**Prompt**
How many lines of the material contain the word "seed"? Give only the number.

+ + + + + + +

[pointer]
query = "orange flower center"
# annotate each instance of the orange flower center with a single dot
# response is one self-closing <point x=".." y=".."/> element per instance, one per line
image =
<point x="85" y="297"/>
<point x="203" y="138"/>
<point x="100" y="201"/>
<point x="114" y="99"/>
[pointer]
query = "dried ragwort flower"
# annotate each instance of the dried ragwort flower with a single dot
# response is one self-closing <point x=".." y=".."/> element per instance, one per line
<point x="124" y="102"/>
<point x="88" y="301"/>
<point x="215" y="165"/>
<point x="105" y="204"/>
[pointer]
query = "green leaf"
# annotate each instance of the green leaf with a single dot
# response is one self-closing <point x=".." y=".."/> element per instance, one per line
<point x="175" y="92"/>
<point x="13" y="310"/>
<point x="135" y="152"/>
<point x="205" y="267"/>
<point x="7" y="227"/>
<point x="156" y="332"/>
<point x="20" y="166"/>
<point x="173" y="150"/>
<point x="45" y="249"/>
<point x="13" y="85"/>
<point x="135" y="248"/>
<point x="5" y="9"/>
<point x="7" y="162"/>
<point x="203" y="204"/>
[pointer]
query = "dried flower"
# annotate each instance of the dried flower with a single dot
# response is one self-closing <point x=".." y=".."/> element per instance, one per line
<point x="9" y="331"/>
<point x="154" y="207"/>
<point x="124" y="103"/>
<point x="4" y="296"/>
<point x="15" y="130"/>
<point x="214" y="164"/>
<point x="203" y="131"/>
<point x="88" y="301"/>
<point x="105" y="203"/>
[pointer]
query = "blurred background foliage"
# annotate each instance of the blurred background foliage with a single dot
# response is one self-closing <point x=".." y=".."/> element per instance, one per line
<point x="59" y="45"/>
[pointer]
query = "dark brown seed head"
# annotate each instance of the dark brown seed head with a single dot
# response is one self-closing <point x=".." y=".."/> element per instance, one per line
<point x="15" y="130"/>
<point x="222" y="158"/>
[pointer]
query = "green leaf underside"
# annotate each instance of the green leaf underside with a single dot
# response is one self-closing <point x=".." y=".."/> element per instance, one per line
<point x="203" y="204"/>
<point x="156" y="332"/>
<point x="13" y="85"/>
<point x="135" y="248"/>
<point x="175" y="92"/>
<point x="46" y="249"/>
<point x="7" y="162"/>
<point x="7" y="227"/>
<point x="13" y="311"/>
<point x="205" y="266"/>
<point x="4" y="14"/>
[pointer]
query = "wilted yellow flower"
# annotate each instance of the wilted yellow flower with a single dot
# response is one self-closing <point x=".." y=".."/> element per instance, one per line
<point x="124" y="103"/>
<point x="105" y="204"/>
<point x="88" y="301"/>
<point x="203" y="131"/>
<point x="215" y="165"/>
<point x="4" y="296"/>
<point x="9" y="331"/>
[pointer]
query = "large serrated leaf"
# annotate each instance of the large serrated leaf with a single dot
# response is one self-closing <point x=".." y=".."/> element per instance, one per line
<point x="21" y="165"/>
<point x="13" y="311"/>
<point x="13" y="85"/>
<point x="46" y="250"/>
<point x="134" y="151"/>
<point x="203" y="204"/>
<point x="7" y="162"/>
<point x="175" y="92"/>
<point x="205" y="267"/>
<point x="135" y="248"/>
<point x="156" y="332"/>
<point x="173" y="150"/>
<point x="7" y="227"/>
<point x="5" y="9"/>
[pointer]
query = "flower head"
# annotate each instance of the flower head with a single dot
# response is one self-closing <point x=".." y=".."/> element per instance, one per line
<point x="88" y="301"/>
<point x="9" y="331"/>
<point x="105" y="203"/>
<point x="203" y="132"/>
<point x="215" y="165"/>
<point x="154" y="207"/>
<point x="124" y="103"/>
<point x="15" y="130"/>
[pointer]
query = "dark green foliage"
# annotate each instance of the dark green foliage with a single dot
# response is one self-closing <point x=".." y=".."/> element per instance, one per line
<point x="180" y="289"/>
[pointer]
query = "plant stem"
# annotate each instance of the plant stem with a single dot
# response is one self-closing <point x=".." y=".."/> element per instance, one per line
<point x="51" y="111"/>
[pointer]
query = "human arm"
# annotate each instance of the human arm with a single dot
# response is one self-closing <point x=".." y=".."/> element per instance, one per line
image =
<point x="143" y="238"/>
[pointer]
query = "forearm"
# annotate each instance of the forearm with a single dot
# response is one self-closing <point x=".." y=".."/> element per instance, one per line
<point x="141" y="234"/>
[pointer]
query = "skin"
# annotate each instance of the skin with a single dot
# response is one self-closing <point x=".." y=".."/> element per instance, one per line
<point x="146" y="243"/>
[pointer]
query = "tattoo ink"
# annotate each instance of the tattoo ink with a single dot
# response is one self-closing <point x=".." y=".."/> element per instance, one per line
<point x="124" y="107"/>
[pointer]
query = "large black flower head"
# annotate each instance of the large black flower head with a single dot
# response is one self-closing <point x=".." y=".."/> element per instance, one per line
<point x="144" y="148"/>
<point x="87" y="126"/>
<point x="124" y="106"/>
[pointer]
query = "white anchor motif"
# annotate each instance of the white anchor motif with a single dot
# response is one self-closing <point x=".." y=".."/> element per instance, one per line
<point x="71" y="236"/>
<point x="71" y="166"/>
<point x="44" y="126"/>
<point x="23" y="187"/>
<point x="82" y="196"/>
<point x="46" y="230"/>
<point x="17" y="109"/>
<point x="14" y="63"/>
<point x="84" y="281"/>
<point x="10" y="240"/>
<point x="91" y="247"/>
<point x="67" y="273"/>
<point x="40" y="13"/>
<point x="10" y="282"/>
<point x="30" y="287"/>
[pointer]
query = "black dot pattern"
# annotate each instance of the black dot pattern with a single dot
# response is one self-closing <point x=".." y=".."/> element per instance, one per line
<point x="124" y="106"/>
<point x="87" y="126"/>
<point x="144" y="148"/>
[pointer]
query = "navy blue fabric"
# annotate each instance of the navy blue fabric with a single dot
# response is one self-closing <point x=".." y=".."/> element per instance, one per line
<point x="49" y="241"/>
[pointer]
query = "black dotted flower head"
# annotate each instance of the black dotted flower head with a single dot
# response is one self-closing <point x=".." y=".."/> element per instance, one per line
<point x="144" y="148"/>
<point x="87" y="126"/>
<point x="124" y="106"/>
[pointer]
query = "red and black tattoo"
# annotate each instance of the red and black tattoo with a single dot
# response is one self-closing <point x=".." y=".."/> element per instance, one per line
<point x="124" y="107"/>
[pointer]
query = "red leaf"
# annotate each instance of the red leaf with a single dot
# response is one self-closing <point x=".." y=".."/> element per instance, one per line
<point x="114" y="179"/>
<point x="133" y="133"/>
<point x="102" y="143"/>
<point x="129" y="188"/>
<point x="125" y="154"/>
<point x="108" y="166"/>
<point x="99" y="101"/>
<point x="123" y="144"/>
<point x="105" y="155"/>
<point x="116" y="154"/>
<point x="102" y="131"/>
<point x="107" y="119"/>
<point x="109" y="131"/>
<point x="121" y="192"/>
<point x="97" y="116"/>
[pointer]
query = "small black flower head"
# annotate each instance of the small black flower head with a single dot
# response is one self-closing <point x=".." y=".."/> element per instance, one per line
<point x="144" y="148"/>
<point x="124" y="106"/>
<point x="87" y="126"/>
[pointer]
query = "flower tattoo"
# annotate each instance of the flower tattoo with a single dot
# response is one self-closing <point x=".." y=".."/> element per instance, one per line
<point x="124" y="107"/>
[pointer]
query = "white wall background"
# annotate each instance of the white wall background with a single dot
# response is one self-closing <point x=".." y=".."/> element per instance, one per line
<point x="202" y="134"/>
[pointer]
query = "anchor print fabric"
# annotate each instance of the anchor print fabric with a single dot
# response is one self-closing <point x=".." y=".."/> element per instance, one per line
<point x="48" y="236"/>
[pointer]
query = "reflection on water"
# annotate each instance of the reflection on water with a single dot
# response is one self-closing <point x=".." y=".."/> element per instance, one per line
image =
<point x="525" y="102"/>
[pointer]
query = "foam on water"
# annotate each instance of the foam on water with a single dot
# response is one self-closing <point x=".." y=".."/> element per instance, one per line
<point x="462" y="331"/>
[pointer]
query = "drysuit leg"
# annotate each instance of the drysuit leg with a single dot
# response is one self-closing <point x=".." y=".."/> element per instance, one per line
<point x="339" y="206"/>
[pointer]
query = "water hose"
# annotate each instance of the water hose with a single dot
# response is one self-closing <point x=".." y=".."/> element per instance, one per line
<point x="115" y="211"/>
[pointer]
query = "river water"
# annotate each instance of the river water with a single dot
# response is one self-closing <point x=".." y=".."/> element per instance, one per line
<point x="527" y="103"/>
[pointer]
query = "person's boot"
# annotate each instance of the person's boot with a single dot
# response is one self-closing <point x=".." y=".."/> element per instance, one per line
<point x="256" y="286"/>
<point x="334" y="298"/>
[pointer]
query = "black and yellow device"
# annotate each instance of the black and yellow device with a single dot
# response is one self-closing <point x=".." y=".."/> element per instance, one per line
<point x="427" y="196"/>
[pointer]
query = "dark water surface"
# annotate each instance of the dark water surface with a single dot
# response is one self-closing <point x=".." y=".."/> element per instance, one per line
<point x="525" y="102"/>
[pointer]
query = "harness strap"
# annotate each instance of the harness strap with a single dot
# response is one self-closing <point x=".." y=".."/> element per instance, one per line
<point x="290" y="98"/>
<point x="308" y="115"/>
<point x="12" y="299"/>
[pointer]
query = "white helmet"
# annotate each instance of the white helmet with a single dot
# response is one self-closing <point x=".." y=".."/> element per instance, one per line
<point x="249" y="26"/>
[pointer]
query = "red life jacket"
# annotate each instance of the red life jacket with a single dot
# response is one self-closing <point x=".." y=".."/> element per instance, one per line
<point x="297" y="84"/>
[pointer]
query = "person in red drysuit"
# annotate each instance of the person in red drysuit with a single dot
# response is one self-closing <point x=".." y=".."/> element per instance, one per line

+ + + + + + +

**Answer to the task**
2